#### THE DATA:
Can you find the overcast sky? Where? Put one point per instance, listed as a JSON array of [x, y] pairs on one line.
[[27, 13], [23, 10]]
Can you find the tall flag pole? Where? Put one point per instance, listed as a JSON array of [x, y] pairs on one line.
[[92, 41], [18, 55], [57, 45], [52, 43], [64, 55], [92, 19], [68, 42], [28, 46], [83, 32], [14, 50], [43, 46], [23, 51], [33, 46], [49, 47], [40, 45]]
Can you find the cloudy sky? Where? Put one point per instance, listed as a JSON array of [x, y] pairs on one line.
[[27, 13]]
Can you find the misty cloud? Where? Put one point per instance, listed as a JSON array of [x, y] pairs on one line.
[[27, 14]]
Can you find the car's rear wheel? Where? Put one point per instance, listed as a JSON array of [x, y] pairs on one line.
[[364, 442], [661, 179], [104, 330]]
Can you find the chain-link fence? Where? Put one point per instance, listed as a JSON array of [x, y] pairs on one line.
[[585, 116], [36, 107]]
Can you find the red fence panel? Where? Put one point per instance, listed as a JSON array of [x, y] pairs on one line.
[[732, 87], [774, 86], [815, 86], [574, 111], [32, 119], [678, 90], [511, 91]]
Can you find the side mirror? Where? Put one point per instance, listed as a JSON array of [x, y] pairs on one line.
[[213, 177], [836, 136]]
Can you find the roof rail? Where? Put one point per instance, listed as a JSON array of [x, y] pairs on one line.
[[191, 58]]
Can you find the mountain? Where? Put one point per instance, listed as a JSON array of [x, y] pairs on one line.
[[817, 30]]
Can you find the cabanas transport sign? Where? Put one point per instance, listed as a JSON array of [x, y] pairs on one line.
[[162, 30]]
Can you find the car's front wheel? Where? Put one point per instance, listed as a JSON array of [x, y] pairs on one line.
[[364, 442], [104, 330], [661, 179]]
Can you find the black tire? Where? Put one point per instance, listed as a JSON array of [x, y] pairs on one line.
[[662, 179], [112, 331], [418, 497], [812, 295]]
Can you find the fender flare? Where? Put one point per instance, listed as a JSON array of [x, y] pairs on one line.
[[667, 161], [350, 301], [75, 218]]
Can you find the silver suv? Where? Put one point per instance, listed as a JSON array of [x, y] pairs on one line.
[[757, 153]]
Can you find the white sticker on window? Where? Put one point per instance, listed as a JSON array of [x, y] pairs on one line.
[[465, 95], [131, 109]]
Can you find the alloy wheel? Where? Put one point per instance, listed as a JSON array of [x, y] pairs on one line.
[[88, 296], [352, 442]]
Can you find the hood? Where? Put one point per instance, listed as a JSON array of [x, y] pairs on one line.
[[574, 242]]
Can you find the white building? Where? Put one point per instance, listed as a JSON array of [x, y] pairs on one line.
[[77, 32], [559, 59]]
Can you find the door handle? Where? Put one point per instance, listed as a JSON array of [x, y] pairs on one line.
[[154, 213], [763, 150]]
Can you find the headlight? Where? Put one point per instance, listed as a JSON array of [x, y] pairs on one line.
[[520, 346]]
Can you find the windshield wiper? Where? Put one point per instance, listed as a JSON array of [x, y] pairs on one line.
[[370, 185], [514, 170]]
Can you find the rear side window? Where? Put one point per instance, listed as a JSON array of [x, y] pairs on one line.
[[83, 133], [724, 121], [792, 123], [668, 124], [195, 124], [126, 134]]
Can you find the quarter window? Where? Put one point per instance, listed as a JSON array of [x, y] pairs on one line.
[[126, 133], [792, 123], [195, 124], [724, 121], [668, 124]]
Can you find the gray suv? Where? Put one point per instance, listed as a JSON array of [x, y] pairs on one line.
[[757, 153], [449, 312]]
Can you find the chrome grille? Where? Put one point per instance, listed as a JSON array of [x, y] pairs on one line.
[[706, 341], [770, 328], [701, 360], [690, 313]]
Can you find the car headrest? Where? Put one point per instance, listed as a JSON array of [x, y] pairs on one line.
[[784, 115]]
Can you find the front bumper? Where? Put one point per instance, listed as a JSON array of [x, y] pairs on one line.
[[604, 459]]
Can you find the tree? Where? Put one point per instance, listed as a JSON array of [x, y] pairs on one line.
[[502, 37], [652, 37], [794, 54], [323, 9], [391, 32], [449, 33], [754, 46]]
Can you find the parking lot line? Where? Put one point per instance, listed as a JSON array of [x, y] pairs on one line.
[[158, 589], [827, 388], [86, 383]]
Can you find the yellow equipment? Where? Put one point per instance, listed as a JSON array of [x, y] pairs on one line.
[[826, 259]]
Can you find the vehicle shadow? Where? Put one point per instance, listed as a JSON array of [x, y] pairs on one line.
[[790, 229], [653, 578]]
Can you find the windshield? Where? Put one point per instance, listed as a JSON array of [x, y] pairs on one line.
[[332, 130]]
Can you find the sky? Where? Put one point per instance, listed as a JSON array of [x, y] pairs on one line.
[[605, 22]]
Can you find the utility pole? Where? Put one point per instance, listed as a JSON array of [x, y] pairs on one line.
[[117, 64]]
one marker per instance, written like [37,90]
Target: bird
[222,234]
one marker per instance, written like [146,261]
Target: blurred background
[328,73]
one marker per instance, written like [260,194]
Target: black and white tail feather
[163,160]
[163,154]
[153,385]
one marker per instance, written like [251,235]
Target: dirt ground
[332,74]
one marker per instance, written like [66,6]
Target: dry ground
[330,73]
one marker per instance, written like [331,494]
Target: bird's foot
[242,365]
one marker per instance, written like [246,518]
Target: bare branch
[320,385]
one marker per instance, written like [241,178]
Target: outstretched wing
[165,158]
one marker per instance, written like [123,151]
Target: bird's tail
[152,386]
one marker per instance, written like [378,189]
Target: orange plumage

#### WHAT YOU SHOULD DO:
Could you write out, exactly, each line of the data above from the one containing "Target: bird's tail" through the last, including both?

#### RESPONSE AREA:
Target: bird's tail
[152,386]
one marker per instance, written like [378,189]
Target: orange plumage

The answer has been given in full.